▸ **Try it**: Starting at the line that contains "One point belongs on each instance of the door", return every line through the end of the entries below, exactly and with nothing else.

▸ **Supplied data**:
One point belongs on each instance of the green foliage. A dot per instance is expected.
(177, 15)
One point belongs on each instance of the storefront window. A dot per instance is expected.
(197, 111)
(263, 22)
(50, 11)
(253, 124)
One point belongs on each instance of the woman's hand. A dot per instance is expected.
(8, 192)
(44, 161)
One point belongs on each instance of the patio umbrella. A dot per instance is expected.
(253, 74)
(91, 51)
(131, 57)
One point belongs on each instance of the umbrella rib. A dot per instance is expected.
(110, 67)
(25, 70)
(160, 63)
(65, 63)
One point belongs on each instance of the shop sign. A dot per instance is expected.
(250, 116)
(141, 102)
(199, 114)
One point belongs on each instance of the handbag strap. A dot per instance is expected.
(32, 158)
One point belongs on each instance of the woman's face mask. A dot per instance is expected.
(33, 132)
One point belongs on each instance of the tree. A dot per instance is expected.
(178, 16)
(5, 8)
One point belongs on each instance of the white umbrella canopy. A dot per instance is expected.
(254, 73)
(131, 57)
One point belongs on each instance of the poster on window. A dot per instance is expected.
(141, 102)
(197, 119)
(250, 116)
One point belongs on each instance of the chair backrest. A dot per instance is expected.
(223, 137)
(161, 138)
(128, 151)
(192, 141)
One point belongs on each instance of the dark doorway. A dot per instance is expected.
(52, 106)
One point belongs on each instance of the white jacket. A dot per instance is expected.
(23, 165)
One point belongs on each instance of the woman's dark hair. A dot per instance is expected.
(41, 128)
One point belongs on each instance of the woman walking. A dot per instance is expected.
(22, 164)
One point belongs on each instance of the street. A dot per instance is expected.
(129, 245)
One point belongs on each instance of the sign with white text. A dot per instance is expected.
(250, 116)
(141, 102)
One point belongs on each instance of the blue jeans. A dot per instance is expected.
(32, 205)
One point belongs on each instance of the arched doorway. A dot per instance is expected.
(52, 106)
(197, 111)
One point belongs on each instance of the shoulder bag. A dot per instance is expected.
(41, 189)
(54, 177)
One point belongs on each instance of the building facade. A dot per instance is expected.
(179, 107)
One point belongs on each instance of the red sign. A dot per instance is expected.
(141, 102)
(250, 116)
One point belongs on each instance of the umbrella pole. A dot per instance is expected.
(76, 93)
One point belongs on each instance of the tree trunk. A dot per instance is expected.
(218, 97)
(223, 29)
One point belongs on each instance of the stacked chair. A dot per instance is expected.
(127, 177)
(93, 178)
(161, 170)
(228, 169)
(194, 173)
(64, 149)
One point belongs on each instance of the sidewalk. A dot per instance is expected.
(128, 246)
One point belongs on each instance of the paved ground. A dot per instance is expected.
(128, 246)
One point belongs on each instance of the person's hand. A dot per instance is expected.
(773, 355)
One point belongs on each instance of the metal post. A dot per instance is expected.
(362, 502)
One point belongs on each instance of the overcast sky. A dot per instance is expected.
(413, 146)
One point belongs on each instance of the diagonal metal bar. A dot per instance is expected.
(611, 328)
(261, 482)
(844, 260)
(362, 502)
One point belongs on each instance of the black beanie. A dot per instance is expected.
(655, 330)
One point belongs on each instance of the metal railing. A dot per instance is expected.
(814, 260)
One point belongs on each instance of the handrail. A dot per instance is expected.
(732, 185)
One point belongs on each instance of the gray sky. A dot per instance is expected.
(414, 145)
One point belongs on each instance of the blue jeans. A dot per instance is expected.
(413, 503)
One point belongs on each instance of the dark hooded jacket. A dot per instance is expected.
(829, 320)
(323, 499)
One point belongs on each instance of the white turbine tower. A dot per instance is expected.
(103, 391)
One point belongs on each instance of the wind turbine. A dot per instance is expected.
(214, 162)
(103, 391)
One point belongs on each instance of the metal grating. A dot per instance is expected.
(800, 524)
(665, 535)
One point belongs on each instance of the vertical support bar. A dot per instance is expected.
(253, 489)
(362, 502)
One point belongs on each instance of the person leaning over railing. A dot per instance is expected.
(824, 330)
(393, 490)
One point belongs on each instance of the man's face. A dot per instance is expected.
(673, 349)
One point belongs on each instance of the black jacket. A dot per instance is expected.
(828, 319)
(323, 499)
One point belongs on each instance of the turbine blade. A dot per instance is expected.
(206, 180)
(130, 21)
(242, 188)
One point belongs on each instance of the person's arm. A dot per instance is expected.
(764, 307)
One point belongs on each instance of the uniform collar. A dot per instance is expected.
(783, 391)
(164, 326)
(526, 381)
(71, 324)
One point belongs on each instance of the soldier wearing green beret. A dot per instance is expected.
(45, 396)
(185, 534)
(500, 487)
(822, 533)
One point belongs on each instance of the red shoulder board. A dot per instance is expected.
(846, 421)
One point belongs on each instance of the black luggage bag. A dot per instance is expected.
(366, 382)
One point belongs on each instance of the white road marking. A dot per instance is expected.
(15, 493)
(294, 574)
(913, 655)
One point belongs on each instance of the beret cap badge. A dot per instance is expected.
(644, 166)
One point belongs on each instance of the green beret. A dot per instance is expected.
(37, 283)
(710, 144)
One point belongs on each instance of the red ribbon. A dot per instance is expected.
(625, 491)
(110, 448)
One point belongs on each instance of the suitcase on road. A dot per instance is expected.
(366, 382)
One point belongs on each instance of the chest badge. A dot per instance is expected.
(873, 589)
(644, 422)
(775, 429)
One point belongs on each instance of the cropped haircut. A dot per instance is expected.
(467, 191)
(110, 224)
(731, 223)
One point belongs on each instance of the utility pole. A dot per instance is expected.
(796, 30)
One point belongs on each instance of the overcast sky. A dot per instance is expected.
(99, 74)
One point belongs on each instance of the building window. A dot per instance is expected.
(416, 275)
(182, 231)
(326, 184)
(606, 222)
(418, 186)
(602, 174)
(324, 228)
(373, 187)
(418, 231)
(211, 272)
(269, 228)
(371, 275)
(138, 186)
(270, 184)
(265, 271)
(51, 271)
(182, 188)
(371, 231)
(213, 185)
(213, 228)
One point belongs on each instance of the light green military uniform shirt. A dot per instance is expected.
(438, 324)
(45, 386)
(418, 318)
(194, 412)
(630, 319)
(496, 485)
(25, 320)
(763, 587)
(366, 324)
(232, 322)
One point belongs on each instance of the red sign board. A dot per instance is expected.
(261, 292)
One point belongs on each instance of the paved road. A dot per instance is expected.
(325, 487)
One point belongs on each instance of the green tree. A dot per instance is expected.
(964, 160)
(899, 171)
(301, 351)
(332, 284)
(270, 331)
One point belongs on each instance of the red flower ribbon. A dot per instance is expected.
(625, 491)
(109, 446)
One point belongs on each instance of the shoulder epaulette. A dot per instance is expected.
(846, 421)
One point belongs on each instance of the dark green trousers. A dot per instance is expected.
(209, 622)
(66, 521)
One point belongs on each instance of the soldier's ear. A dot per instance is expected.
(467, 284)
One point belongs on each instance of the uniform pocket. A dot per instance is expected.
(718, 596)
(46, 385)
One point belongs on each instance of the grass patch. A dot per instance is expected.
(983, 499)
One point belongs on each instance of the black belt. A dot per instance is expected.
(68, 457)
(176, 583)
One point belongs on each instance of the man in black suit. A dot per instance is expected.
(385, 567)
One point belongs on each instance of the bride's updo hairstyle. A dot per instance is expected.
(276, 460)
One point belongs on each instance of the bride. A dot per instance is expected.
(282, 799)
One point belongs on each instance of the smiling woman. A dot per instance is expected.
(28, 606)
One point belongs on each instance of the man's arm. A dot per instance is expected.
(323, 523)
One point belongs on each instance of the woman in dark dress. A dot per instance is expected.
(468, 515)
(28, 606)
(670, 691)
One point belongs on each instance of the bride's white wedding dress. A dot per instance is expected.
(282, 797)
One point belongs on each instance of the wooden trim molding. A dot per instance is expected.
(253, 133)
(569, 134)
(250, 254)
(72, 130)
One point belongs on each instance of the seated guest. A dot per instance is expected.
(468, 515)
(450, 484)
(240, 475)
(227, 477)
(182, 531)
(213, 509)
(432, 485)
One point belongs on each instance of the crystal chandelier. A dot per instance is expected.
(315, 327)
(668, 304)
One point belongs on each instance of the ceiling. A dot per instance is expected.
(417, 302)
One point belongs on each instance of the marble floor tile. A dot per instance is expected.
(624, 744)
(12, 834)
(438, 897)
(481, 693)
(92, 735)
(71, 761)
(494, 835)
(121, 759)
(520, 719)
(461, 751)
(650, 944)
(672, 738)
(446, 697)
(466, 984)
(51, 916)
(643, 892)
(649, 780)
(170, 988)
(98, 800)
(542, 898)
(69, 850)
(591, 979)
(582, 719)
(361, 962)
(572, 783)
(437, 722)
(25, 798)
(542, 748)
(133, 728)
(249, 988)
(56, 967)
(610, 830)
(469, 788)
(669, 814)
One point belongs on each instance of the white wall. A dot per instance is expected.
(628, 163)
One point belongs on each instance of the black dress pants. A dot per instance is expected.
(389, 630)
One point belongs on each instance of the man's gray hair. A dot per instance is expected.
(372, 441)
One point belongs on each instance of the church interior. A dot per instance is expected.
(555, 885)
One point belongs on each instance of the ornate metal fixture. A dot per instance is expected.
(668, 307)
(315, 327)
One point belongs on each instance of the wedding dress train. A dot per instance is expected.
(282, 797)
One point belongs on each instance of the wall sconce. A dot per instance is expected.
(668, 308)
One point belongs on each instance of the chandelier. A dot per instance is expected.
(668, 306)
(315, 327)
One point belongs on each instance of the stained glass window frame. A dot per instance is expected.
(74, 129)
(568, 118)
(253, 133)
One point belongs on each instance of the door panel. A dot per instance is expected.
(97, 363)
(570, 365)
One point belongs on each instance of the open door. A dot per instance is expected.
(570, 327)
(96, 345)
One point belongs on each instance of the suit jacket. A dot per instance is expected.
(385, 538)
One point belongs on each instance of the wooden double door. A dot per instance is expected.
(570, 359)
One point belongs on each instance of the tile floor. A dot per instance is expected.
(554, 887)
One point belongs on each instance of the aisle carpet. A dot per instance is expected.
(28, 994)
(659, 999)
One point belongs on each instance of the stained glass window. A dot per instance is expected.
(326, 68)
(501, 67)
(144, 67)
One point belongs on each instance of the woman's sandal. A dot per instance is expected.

▸ **Answer for the task**:
One point belongs on each instance of the door panel. A dot per instance is expected.
(97, 363)
(570, 365)
One point belongs on each instance of the open door. A dot per instance is expected.
(570, 327)
(96, 345)
One point belongs on each instance of the suit jacket. A dot per instance is expected.
(385, 538)
One point belongs on each instance of the wooden double door. A dot per instance is expected.
(570, 359)
One point belongs on each instance of the tile floor. A dot per instance is expected.
(554, 887)
One point belongs on each instance of the aisle carpet. A dot per instance is expected.
(28, 994)
(659, 999)
One point belongs on each instance of the stained glass window. A dot per instance is expected.
(326, 68)
(501, 67)
(144, 67)
One point belongs on each instance of the woman's sandal. A dot per instance is expected.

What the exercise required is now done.